=== TASK SET ===
1/ In the article about Cal Towey, which event named him Most Outstanding Player in 2013?
2/ Retype everything in the article about Cal Towey from "Cal Joseph Towey" down to "Miami Marlins organizations.".

=== EXTRACT TO READ ===

BEGIN

Cal Joseph Towey (born February 6, 1990) is an American professional baseball player who is a free agent. He previously played in the Los Angeles Angels of Anaheim and Miami Marlins organizations.

Career
Towey attended Eastside Catholic High School in Sammamish, Washington. He played shortstop for the school's baseball team. Towey was selected by The Seattle Times as First Team All-Metro League in his junior year, and an All-Seattle metropolitan area selection after his senior year.

Coaches for the Baylor Bears baseball team noticed Towey in a tournament in Florida. On their urging, he enrolled at Baylor University to play college baseball for the Bears as a walk-on. He played as a right fielder in his first two years at Baylor, and as a third baseman in his final two years. In 2011, he played collegiate summer baseball with the Hyannis Harbor Hawks of the Cape Cod Baseball League. In 2013, Towey was named the Most Outstanding Player at the Houston College Classic. That year, he was also a Second Team All-Big 12 Conference selection.

END

=== RAW DATA ===

BEGIN

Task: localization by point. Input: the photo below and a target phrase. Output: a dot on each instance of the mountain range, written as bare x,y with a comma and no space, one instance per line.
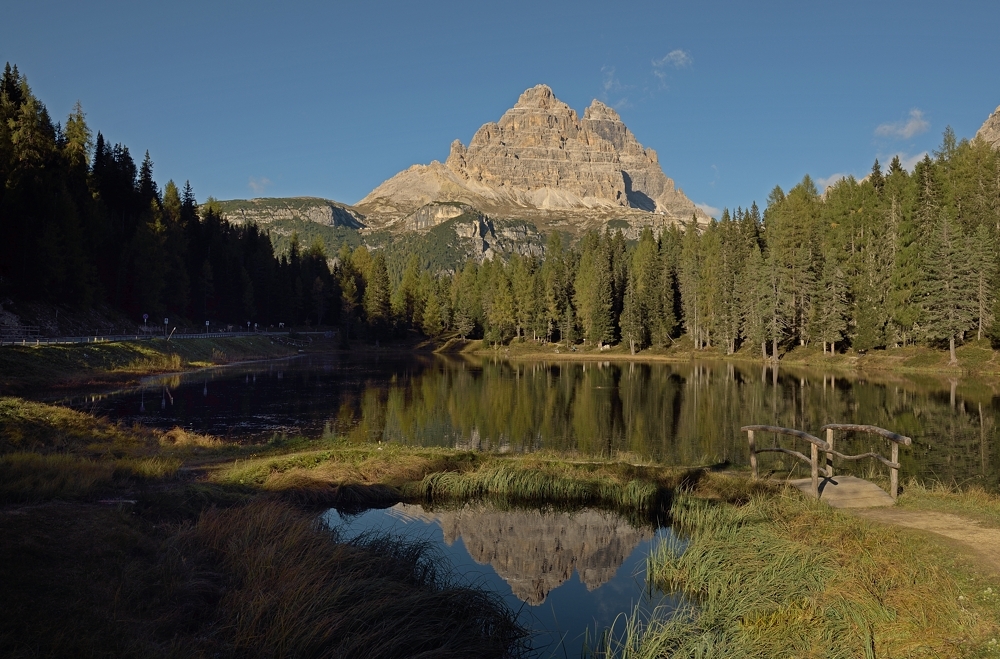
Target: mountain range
539,168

END

=== RESPONSES ===
1/ The Houston College Classic

2/
Cal Joseph Towey (born February 6, 1990) is an American professional baseball player who is a free agent. He previously played in the Los Angeles Angels of Anaheim and Miami Marlins organizations.